Repeat the records below exactly, leaving out any pictures.

════════════════

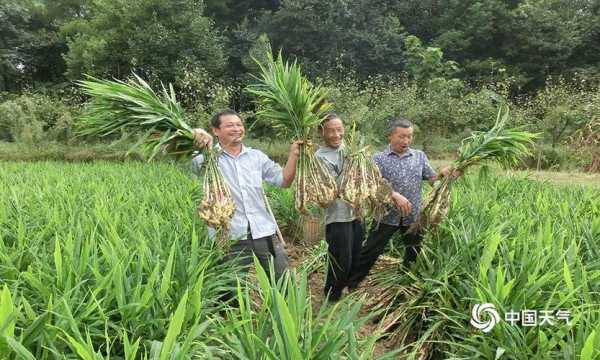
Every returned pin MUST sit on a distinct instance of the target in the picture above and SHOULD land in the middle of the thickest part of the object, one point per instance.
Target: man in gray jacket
(343, 230)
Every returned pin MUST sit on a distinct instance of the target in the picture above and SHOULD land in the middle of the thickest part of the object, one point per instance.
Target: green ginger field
(110, 261)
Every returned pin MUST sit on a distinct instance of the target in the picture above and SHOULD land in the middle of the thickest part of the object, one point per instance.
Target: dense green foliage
(445, 65)
(516, 244)
(111, 261)
(105, 259)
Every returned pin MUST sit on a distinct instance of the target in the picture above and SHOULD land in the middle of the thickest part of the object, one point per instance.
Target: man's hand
(446, 171)
(295, 148)
(402, 203)
(202, 138)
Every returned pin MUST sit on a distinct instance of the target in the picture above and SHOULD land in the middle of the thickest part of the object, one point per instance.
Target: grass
(516, 244)
(109, 260)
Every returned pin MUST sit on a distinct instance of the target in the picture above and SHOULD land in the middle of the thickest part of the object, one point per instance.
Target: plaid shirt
(405, 172)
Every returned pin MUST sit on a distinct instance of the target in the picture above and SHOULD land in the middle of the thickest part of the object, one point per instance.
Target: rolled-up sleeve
(428, 171)
(197, 162)
(271, 171)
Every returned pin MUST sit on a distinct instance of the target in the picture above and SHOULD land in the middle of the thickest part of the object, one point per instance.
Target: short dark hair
(215, 121)
(398, 123)
(328, 117)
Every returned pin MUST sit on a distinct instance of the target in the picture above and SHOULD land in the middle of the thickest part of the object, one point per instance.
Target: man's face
(333, 133)
(231, 131)
(400, 139)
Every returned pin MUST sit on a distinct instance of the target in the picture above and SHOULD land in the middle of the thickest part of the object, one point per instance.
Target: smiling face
(333, 132)
(230, 131)
(400, 139)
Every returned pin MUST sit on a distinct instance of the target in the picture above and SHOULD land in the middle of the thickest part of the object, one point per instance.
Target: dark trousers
(344, 240)
(376, 243)
(266, 249)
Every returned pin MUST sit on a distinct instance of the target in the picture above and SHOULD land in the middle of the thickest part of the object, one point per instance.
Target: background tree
(155, 38)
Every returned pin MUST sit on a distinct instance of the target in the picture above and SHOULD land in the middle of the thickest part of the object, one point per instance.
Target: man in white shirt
(252, 228)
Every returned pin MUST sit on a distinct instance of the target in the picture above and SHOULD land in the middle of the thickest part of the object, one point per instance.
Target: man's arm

════════════════

**COMPLETED EXERCISE:**
Every returned pin MUST sit on a distinct instance of the target in the picture above and SHOULD land in the middle of the thickest part of the object, one point per instance.
Target: man in gray jacket
(343, 230)
Every returned pin MUST sit on a distinct instance of the target in the picture above and SHOULD land in the middle of the thickest part of the object, one point per instance.
Target: green ginger field
(110, 261)
Every returned pin MUST sit on a distinct instance of the target in the picture above and SHOULD land in the middle of the thickest part of the object, one point per instance.
Target: dense green foliage
(445, 65)
(516, 244)
(111, 261)
(105, 259)
Every returned pin MUST sit on a distinct instance of the target in the picture above and SHOULD land in the middle of the thickest part of the object, one point per instance.
Target: man's hand
(446, 171)
(295, 148)
(402, 203)
(202, 138)
Every returned pin MUST sit on a distinct instance of the target in the picture above and SHOULD land in the middle of the thickest part of the object, one point per instance.
Target: grass
(516, 244)
(109, 260)
Every returned pin MUST sit on a distinct instance of the target in the picture above and SHOULD land in the middle of the thickest part of the object, one point per instance.
Target: plaid shirt
(405, 172)
Every returned pin MUST sit on a distinct instance of the target in the picture above and SHOULD land in the middle of the thickest part of the object, one point per instance.
Target: rolled-up sleeve
(428, 171)
(197, 162)
(271, 171)
Every returned pin MUST sit on a distinct instance of the target in the picture above and SHOULD land in the middle of the thickest part of the object, one point per instance.
Target: short dark hair
(215, 121)
(398, 123)
(328, 117)
Every returned pin MUST sit on a distinct instance of the target in the picture above and SHOULD land in the middle of the thickest part of the object, one point per instance.
Target: man's face
(333, 133)
(231, 131)
(400, 139)
Every returned pin MUST sit on a distinct instance of the target in the picture above and SHOULD land in the middle of the thickest part of the object, one point per instance.
Target: smiling face
(333, 132)
(230, 131)
(400, 139)
Every returned pin MUST sit on a distinct instance of the target in the picture above and SHOULD land in the middle of the thickest part of the object, one point per instance.
Target: dark trousers
(344, 240)
(376, 243)
(266, 249)
Every returned pin MUST sit on a distinct instance of the target in the picture above and SHOULD land in the middle of the thickest part of the object, one point per instance.
Target: background tree
(155, 38)
Every returned pin MUST sit on a distinct instance of the target in the picture above and SHOULD land in the middle of the thickest part of the object, one point per instance.
Target: man in white shirt
(252, 228)
Every returned pin MUST sit on a distinct instance of the target in the picture above and SHOULD land in the middle of the thickest part of the object, one point per instance.
Target: man's arm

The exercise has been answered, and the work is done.